(Extracted records)

_ _ _ _

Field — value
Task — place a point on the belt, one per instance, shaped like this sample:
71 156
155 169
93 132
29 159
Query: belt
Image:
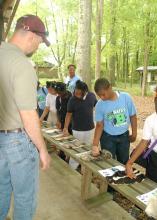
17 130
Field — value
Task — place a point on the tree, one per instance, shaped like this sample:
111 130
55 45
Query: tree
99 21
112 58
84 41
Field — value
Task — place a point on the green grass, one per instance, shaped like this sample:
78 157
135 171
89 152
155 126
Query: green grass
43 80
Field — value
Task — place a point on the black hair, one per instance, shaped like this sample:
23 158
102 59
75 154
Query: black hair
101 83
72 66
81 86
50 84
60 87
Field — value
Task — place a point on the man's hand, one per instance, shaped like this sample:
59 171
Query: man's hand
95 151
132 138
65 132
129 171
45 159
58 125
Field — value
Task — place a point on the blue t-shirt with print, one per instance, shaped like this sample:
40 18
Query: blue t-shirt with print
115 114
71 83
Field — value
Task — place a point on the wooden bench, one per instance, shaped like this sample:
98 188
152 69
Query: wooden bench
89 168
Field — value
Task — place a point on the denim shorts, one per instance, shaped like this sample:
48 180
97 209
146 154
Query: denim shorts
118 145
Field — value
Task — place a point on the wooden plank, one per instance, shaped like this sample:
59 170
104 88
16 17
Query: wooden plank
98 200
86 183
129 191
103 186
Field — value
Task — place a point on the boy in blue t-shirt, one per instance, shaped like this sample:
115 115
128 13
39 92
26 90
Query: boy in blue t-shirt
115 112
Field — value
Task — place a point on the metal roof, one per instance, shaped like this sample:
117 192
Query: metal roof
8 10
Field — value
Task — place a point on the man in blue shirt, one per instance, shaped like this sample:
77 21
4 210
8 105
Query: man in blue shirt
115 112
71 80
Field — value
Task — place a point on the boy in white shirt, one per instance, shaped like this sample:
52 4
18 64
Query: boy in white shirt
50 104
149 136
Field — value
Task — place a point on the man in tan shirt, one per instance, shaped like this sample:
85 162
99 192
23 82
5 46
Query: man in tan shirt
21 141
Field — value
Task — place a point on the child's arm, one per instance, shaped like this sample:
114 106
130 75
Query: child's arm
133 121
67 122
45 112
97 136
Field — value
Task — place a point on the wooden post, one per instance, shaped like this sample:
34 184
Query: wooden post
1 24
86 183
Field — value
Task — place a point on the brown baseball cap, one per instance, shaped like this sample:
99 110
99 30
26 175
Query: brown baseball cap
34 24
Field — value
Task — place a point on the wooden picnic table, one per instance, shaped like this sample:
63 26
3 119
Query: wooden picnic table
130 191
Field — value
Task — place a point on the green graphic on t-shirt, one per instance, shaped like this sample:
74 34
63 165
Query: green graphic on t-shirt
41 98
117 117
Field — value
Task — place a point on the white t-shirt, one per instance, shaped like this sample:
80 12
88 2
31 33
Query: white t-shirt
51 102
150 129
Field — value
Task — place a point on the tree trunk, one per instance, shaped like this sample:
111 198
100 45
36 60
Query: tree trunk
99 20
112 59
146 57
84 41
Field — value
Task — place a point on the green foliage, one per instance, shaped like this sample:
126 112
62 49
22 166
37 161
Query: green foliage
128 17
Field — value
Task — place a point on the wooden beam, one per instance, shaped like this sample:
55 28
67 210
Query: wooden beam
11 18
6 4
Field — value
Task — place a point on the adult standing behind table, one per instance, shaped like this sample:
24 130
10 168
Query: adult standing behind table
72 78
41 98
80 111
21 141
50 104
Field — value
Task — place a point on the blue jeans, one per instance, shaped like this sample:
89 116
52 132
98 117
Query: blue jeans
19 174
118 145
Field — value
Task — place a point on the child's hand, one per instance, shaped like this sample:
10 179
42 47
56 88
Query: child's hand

_ _ _ _

→ YOUR GOAL: Without the pictures, repeat all the records word for word.

→ TASK SOLUTION:
Field — value
Task — place a point on the belt, one per instance, shaped like this sample:
71 156
155 169
93 132
29 159
Query: belt
Image:
17 130
Field — value
Task — place a point on the tree, one per instance, shaped like this sample:
111 130
55 45
Query: tree
99 21
112 58
84 41
Field — value
Task — place a point on the green grass, one per instance, shaped like this sample:
78 157
135 171
89 152
155 126
Query: green grass
43 80
Field — value
Task — place a point on the black hair, one per instance, shaped like this sample:
23 158
102 59
75 154
Query: black hair
101 83
72 66
81 86
50 84
60 87
Field — value
Task — place a point on the man's hand, one per instance, shaped like this sample:
59 171
Query: man's hand
95 151
132 138
65 132
129 171
45 159
58 125
Field — value
Task — place a point on the blue t-shirt with print, one per instance, shaped like this sample:
40 18
Query: blue t-shirt with print
115 114
71 83
Field — value
Task — place a point on the wooden bench, one per instance, shaped like this sample:
98 188
152 69
Query: wooden bench
89 168
Field — value
Task — place a point on the denim shorts, one per instance, shaped like this sample:
48 180
97 209
146 154
Query: denim shorts
118 145
Field — value
Task — place a point on the wooden plank, one per instance, shaped like this sample:
59 170
104 88
16 17
Query: wooden plank
98 200
86 183
129 191
103 186
Field — value
Task — place a point on the boy in blue t-shirt, one per instance, shaped like this sample:
115 115
128 13
39 92
26 90
Query: boy in blue t-shirt
115 112
Field — value
Task — place a point on the metal roof, one per instance, shaped like this sample:
117 192
Query: metal roof
8 10
Field — value
Task — place a point on the man in blue shirt, one per instance, shaped like this sample:
77 21
4 210
8 105
Query: man in blue shirt
115 112
71 80
Field — value
Task — place a point on the boy in white shirt, one per instance, shaped like this sample:
52 4
18 64
Query: boy in white shirt
50 104
149 136
Field — value
Task — place a point on the man in tan shirt, one per instance, shaped like this sample:
85 162
99 192
23 82
5 46
Query: man in tan shirt
21 141
Field — value
Task — place a point on the child's arm, one per instance, shaped like this sample:
114 106
130 75
Query: child's arm
133 121
67 122
45 112
97 136
Field — value
Task — place a point on the wooden post, one per instance, shaped like this sample:
34 184
Query: wooden post
1 24
86 183
Field — value
Task — place a point on the brown baseball cap, one per instance, shaped like this sample:
99 110
99 30
26 175
Query: brown baseball cap
34 24
Field — value
Task — place a point on the wooden picnic table, one per instance, shaped like this sample:
63 26
3 119
Query: wooden picnic table
130 191
Field — value
Task — place a point on the green graphic on t-shirt, one per instance, shaped like this sample:
74 34
63 165
Query: green graphic on t-shirt
41 98
117 117
Field — value
Task — place a point on the white t-shirt, one per instance, shaped like this sample:
80 12
88 2
31 33
Query: white t-shirt
51 102
150 129
Field — value
Task — place a point on the tree trunk, one per instance, shaped like this sample:
111 198
100 45
36 60
Query: tree trunk
99 20
112 59
146 57
84 41
Field — value
Task — place a point on the green foliage, one per instance, shaped like this sample:
126 112
62 49
22 166
37 161
Query: green foliage
128 17
Field — value
Task — place a point on the wooden beam, one per instance, shaped like this sample:
55 28
67 210
Query: wooden beam
11 18
6 4
Field — value
Task — place a point on the adult standing behind table, one per instance, shaped like this sample:
24 130
10 168
Query: adult standing behind table
72 78
41 98
80 111
21 141
50 104
Field — value
Task — place a point on the blue jeans, one per instance, shaped like this sample:
89 116
52 132
98 117
Query: blue jeans
19 174
118 145
Field — value
Task — place a point on the child's hand, one per instance, shaped like this sample:
10 179
42 47
56 88
Query: child's hand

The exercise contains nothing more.